-- START Available data --

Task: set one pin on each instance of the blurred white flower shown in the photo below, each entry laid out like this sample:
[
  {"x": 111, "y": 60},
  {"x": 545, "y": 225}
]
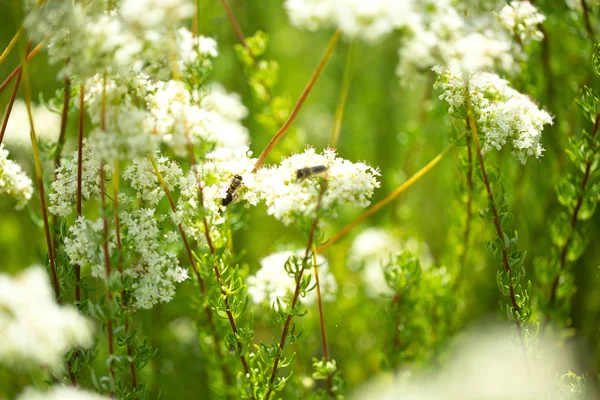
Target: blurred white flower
[
  {"x": 522, "y": 19},
  {"x": 60, "y": 393},
  {"x": 13, "y": 181},
  {"x": 64, "y": 188},
  {"x": 289, "y": 199},
  {"x": 35, "y": 331},
  {"x": 45, "y": 122},
  {"x": 272, "y": 281},
  {"x": 156, "y": 13},
  {"x": 504, "y": 116},
  {"x": 483, "y": 365},
  {"x": 369, "y": 20}
]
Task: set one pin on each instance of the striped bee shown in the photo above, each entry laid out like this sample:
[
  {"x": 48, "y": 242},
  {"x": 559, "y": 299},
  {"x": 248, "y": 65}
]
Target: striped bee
[
  {"x": 234, "y": 186},
  {"x": 307, "y": 172}
]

-- END Available data --

## Task requirements
Retype all of the dataset rows above exactly as they appear, but leave the picture out.

## Expected output
Task: set one pin on each instance of the blurred white flower shown in the photo below, each entry laid out like this sample:
[
  {"x": 111, "y": 60},
  {"x": 545, "y": 225}
]
Target: blurred white flower
[
  {"x": 522, "y": 19},
  {"x": 60, "y": 393},
  {"x": 13, "y": 181},
  {"x": 64, "y": 188},
  {"x": 289, "y": 199},
  {"x": 35, "y": 331},
  {"x": 45, "y": 122},
  {"x": 272, "y": 281},
  {"x": 156, "y": 13},
  {"x": 504, "y": 116},
  {"x": 483, "y": 365},
  {"x": 369, "y": 20}
]
Task: set one pin on each instance of the striped bee shown in the photo above, each entry laid out like this sample:
[
  {"x": 48, "y": 242},
  {"x": 559, "y": 299},
  {"x": 248, "y": 65}
]
Target: striped bee
[
  {"x": 234, "y": 186},
  {"x": 307, "y": 172}
]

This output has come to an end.